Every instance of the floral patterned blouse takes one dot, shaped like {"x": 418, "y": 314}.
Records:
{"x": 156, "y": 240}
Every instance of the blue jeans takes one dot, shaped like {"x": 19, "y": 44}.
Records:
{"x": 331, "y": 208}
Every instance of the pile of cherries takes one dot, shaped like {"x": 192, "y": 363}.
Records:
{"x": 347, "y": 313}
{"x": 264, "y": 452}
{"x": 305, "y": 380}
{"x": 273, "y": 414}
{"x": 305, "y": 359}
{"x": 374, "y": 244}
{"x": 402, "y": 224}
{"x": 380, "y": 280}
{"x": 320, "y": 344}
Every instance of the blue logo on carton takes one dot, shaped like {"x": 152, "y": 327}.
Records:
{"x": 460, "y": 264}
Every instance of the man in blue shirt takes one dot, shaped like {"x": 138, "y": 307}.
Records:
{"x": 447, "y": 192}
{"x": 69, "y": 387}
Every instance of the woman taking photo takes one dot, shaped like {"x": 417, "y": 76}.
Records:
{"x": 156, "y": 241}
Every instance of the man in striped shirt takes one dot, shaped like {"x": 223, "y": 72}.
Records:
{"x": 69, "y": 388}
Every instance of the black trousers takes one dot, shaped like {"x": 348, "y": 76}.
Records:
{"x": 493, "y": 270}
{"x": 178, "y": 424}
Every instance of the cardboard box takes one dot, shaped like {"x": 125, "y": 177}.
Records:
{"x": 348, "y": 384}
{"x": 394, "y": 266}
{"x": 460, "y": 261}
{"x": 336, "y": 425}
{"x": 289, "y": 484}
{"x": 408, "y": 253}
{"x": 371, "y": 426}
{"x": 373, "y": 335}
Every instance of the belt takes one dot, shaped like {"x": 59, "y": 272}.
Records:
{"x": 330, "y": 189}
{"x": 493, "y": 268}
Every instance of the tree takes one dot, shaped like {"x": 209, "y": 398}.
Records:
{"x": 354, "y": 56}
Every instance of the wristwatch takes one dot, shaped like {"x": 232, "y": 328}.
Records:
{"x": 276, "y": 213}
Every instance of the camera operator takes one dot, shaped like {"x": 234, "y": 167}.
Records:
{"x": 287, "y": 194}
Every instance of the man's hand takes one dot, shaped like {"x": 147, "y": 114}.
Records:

######

▶ _Exercise_: Write out every line from the entries where "shirt" appears.

▶ _Result for this exercise_:
Every instance of the man in blue shirt takes one dot, shaped like {"x": 138, "y": 307}.
Every instance of the man in striped shirt takes one dot, shaped like {"x": 223, "y": 72}.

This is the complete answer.